Nel frattempo sono davvero diventato scorbutico e nero in viso (pensavo alla bella pedalata che avrei potuto fare a casa con gli amici….) . Ma ormai siamo qui…bisogna trovare una via d’uscita…
E la butto li…andiamo a Serrada a trovare la Forra del Lupo…
L’ho buttata li così per dire, senza aver ben pensato alla posizione di Serrada.
Flora accetta al volo.
Con notevole nervosismo, in mezzo alla colonna ferma, inizio una manovra di inversione ad U.
Il sopraggiungere di una macchina dela Foerstale mi fa fare qualcosa di veramente sbagliato e la macchina tocca sotto e rimango in bilico su un “ricciolo” della strada.
Mentre tiro giù tutti i santi presenti in paradiso, e anche quelli che ancora devono andarci, con cattiveria finisco la manovra sperando di non aver fatto danni grossi all’auto….
Mi fermo in una piazzola poco dopo a controllare…apparentemente ho solo scrostato lo strato di “antirombo” sui longheroni…speriamo bene. La macchina si comporta bene arrivando a Rovereto.
Inizio la salita verso Serrada. Le indicazioni mi dicono che devo arrivare quasi a Folgaria.
Lo sapevo! Avrei dovuto saperlo…c’ero stato quest’autunno.
Cattivo come una iena inizio a salire i tornanti prendendomela con tutti quelli che ho davanti e che vanno troppo piano (a mio avviso)
Se Dio vuole arriviamo a Serrada. Dopo un giro del paese per trovare parcheggio….sistemo la macchina in un bel piazzale vicino ad un bar sotto le piste. In fretta ci prepariamo.
Sono nero come un temporale. Non abbiamo cartine non sappiamo da che parte cominciare.
Con la scusa di un caffè entriamo nel bar e cerchiamo cartine o info varie.
Ne caviamo solo l’indicazione per il Sentiero delle Trincee, che si imbocca appena fuori del bar.
Sono rassegnato al girello attorno al paese….
Mugugno e sbuffo in modo ignobile mentre comincio a camminare lungo il sentiero. Il sentiero, all’inizio dice poco…ma piuttosto che niente…
Pestiamo un po’ d’erba in salita e notiamo che il sentiero ci mena in direzione delle piste da sci, affollate e innevate artificialmente.
Andiamo ancora un po’…ed arriviamo ad un bivio. Una indicazione quasi insignificante ci indica: Postazioni.

- [CONSEGNA A]
Elenca tutti i paesi e le città nominati nel brano di testo, nell'ordine in cui compaiono per la prima volta.
- [CONSEGNA B]
Riporta fedelmente il passo del brano di testo che comincia con "Sono nero come" e prosegue fino a "fuori del bar.".
- [CONSEGNA C]
In base al brano di testo, perché chi racconta si ferma in una piazzola poco dopo l'inversione a U? Rispondi in una o due frasi.

- [INSIEME DI DATI]
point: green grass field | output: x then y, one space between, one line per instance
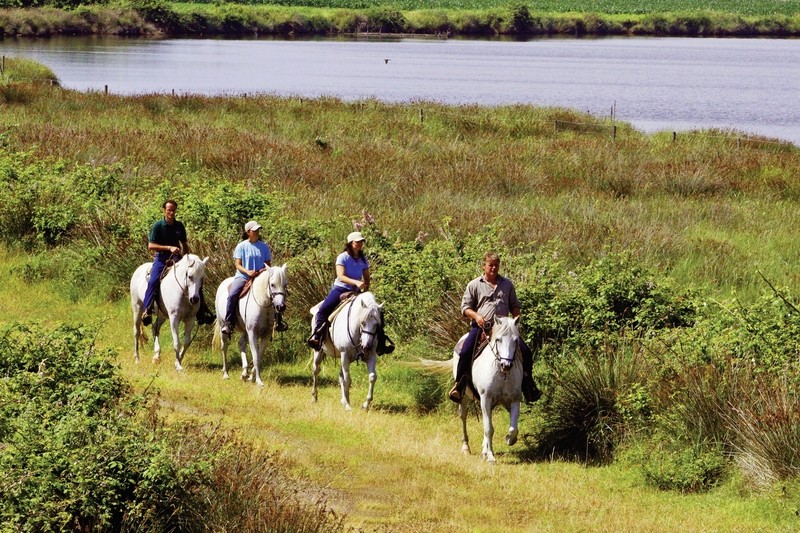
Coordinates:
85 174
390 469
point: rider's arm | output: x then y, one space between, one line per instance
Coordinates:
240 268
350 281
153 247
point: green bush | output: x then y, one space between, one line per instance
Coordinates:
78 452
685 468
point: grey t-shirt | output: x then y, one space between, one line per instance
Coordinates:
487 301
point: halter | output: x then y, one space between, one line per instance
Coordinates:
271 294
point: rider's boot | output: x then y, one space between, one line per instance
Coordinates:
147 316
315 340
385 344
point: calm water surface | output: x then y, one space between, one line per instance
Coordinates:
752 85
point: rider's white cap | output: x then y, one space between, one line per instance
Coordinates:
250 226
355 237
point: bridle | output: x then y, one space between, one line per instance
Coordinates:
272 294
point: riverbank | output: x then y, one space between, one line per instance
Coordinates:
235 20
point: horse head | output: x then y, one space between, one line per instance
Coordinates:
277 287
369 320
190 271
504 340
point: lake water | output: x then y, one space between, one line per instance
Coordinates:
751 85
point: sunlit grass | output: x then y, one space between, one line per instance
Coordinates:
391 468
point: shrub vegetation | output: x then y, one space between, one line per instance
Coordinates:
640 261
440 18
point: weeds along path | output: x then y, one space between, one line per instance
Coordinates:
389 470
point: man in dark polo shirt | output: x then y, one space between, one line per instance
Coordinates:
489 296
168 240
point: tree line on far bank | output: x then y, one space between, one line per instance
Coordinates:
160 17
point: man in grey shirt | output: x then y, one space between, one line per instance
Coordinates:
488 296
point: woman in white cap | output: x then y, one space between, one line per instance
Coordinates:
251 255
352 274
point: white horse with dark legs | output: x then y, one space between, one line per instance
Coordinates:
352 335
178 300
255 319
497 376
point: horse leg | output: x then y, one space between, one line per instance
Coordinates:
156 343
255 351
513 431
224 341
344 381
373 377
488 429
462 412
137 333
188 326
174 325
243 353
318 357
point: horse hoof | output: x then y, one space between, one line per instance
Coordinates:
511 438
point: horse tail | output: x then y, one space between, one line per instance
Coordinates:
216 340
433 366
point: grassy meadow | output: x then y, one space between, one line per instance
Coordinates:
391 469
681 232
443 18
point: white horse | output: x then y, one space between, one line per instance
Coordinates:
178 300
497 376
255 318
352 335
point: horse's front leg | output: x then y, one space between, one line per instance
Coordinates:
488 429
513 431
344 381
224 342
137 332
255 350
156 343
188 326
243 354
174 325
373 377
318 357
462 412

- [RISPOSTA COMPLETA A]
Serrada, Rovereto, Folgaria

- [RISPOSTA COMPLETA B]
Sono nero come un temporale. Non abbiamo cartine non sappiamo da che parte cominciare.
Con la scusa di un caffè entriamo nel bar e cerchiamo cartine o info varie.
Ne caviamo solo l’indicazione per il Sentiero delle Trincee, che si imbocca appena fuori del bar.

- [RISPOSTA COMPLETA C]
Si ferma per controllare l'auto, che durante la manovra aveva toccato sotto ed era rimasta in bilico su un "ricciolo" della strada, nel timore di aver fatto danni grossi. Dal controllo risulta che apparentemente ha solo scrostato lo strato di "antirombo" sui longheroni.